━━━ Material shown

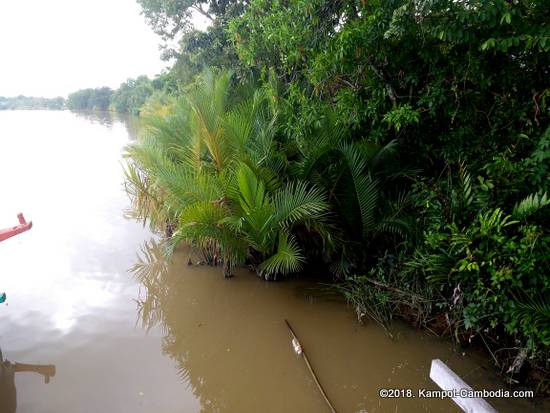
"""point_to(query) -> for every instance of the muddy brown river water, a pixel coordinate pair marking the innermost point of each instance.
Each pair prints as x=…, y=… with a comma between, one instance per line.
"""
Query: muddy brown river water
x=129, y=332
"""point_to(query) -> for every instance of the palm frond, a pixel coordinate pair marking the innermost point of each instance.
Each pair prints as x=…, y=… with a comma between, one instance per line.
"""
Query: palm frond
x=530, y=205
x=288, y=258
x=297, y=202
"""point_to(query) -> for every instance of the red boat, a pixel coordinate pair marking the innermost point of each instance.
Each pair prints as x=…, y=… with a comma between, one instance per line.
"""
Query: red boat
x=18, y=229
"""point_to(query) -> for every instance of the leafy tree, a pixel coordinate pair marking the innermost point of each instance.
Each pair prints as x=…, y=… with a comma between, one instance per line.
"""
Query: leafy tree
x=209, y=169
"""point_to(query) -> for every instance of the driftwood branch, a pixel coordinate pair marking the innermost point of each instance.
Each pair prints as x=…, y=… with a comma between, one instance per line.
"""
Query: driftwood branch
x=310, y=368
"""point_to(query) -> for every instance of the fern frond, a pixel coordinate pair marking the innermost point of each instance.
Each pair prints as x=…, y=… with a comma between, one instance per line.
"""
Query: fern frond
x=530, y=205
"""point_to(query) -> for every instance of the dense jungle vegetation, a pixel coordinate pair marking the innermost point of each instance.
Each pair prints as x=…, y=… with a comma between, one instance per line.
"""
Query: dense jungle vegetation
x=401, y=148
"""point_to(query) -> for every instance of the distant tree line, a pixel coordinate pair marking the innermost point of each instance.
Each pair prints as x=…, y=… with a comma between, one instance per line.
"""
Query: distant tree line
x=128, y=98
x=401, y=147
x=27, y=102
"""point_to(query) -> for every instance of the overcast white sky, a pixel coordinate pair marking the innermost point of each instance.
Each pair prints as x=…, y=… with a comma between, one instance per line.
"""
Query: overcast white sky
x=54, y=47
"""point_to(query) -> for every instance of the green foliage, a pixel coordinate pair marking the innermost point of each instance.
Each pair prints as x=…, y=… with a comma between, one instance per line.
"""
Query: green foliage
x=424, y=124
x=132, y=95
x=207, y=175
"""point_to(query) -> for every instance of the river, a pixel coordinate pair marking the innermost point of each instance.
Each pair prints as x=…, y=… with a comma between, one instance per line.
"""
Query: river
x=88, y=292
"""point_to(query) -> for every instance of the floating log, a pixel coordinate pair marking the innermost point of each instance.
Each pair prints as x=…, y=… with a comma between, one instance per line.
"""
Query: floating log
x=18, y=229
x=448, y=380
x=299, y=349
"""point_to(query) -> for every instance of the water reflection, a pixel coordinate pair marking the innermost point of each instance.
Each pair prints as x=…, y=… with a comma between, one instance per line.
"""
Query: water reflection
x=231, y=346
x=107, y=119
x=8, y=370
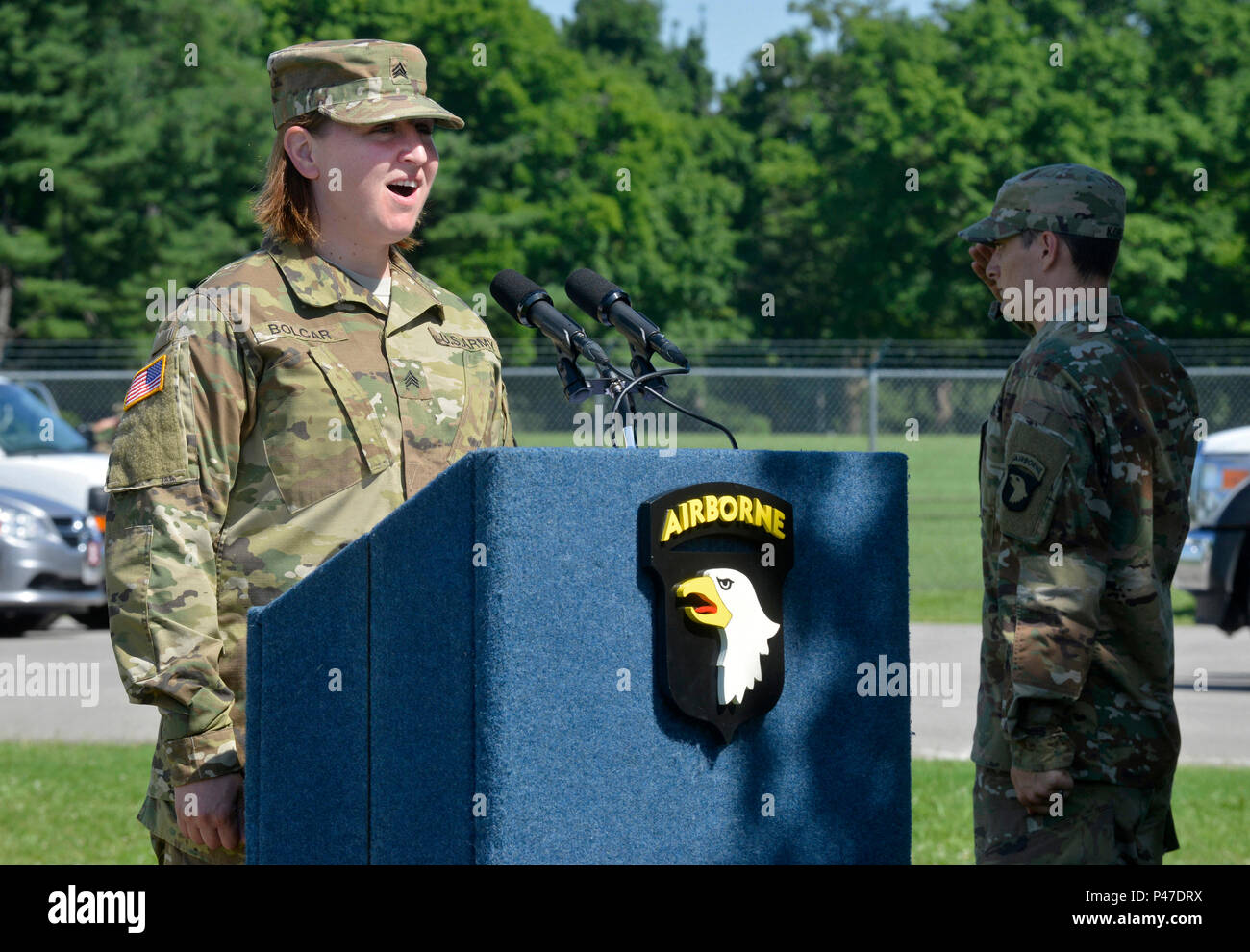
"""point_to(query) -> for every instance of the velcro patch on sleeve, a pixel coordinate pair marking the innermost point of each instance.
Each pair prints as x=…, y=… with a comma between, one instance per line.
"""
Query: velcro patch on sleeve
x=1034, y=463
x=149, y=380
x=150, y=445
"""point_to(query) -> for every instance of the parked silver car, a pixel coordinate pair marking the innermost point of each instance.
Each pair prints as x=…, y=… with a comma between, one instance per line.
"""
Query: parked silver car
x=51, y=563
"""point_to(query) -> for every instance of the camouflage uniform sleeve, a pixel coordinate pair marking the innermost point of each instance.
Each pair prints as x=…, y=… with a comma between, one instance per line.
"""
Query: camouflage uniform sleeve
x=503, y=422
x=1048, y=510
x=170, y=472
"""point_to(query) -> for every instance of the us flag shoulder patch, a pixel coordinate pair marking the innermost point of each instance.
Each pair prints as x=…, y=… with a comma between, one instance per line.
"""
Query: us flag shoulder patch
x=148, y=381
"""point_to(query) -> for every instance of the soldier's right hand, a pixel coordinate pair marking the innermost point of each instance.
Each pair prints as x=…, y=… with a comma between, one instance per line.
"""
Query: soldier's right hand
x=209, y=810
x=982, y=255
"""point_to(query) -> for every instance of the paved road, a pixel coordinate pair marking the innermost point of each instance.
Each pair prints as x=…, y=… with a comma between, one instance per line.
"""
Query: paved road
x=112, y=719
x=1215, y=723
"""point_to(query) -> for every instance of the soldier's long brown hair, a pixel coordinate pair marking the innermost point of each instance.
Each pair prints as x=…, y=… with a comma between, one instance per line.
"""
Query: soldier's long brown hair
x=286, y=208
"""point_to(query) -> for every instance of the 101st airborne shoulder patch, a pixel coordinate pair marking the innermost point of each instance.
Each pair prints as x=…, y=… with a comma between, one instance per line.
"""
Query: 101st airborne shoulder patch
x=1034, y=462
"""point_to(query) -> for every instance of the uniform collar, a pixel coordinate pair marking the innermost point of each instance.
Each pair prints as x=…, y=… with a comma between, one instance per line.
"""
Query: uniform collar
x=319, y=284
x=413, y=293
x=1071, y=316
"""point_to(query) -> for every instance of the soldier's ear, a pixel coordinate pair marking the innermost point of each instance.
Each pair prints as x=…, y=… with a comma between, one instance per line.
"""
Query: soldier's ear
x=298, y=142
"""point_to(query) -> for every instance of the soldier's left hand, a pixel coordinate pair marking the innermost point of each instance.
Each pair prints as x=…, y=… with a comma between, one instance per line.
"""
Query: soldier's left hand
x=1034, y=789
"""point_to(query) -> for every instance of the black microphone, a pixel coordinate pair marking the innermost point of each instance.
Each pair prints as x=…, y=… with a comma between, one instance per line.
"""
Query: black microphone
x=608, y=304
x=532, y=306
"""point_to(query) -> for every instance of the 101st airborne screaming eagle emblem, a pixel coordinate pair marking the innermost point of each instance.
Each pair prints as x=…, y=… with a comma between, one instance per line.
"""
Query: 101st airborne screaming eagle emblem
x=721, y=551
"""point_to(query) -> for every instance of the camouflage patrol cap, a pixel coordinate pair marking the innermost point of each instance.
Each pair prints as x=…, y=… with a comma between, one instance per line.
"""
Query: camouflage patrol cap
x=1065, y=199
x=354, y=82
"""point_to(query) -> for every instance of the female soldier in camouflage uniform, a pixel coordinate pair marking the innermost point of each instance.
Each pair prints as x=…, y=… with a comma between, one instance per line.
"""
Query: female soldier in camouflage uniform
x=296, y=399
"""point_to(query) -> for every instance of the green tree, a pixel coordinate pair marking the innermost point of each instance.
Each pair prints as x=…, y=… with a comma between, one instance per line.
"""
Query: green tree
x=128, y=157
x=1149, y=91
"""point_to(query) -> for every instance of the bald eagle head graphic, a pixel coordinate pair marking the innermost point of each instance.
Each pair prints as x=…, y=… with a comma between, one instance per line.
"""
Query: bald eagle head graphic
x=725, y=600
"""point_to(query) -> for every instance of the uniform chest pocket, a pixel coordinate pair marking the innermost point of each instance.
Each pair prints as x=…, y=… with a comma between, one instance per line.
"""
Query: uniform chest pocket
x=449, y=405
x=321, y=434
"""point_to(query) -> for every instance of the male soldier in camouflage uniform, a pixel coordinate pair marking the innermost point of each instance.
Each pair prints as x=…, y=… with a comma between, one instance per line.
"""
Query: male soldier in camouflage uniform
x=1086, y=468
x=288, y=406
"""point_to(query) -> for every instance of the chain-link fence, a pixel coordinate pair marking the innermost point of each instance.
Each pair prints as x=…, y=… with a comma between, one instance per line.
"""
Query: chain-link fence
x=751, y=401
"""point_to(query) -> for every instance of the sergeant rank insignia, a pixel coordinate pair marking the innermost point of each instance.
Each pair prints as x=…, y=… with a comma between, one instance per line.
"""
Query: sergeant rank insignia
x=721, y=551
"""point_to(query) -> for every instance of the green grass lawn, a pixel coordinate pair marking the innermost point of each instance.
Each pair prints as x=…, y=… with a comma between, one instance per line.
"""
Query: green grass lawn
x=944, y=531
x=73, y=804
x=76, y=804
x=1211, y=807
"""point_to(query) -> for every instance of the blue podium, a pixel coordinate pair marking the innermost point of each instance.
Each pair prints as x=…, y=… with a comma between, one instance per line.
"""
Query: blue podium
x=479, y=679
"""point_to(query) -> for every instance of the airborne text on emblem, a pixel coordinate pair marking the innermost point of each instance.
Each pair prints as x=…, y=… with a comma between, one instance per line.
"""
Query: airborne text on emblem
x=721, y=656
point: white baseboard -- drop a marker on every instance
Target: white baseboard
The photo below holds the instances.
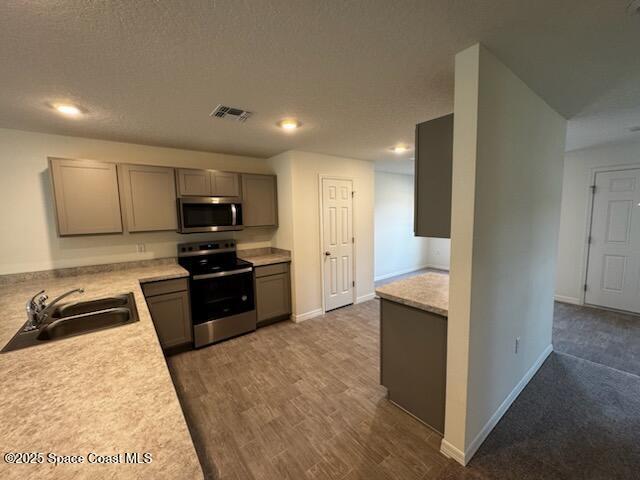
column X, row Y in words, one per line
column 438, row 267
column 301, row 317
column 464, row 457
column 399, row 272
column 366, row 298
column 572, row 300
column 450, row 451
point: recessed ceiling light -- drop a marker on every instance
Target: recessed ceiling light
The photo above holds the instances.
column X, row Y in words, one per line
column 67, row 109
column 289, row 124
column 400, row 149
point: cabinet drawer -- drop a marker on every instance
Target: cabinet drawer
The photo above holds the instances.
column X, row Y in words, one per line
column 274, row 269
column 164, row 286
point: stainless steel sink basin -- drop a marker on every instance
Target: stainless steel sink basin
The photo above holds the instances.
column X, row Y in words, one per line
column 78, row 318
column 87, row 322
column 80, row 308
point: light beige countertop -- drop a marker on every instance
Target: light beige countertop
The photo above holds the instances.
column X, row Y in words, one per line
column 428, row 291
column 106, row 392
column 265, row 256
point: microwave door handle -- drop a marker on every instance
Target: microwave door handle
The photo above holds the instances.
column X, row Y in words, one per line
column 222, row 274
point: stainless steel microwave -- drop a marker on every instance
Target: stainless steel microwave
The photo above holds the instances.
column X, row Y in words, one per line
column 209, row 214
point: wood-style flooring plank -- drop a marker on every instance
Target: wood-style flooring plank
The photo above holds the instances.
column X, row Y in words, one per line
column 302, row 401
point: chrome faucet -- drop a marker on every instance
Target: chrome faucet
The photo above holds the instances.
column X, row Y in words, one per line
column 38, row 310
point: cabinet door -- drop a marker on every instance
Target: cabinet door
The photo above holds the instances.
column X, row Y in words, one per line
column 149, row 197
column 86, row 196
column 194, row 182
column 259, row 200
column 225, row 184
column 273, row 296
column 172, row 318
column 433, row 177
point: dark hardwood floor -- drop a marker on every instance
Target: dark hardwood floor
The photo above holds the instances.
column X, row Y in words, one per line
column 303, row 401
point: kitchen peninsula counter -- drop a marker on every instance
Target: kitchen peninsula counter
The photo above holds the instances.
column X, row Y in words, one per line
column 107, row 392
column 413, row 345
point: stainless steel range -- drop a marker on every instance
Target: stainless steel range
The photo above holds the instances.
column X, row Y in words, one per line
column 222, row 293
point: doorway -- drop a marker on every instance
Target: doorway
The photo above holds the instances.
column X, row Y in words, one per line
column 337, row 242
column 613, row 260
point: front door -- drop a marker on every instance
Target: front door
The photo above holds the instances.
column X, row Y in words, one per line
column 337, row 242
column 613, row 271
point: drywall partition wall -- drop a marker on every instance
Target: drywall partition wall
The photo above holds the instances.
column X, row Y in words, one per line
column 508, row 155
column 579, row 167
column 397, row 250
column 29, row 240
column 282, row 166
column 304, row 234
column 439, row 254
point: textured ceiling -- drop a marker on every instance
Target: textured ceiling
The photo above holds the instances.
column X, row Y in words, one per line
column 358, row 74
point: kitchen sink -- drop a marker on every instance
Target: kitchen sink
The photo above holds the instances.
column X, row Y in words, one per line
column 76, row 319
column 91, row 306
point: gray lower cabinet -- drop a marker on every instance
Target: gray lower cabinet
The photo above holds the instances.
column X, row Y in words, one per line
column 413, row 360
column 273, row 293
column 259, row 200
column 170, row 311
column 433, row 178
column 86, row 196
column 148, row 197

━━━━━━

:: Your goal ::
Stop after the line containing "of the distant": copy the records exactly from the first line up to there, leaving pictures out.

:: Answer to the exercise ::
"""point_to(query) -> for every instance of the muddy brown river water, a pixel coordinate pair marking the innermost point of each instance.
Each pair prints as x=…, y=… with a comma between, one instance per line.
"""
Query: muddy brown river water
x=129, y=332
"""point_to(query) -> for every instance of the palm frond, a pixel coordinate pair marking the innermost point of each instance.
Each pair prints as x=…, y=… with a comma between, one instance per line.
"""
Query: palm frond
x=530, y=205
x=288, y=258
x=297, y=202
"""point_to(query) -> for every instance of the red boat, a pixel coordinate pair marking the innermost point of each instance.
Each pair prints as x=…, y=… with a comma between, one instance per line.
"""
Query: red boat
x=18, y=229
"""point_to(query) -> for every instance of the leafy tree, a pixel coordinate pair marking the innermost point of each instance.
Each pair prints as x=…, y=… with a comma between, one instance per line.
"""
Query: leafy tree
x=209, y=169
"""point_to(query) -> for every instance of the driftwood branch, a pixel coordinate pair marking the innermost point of each instance.
Each pair prints as x=…, y=… with a comma between, one instance per line.
"""
Query: driftwood branch
x=310, y=368
"""point_to(query) -> for every instance of the fern frond, a pixel coordinate pair marking the innermost point of each instance.
Each pair prints as x=…, y=… with a comma between, one instance per line.
"""
Query: fern frond
x=530, y=205
"""point_to(query) -> for every instance of the dense jungle vegetation, a pixel coordinate pair marking the innermost point of each instance.
Each pair prints as x=…, y=… with a comma between, one instance per line.
"""
Query: dense jungle vegetation
x=401, y=148
"""point_to(query) -> for every instance of the distant tree line, a pixel coordinate pair marking the innermost point of each instance.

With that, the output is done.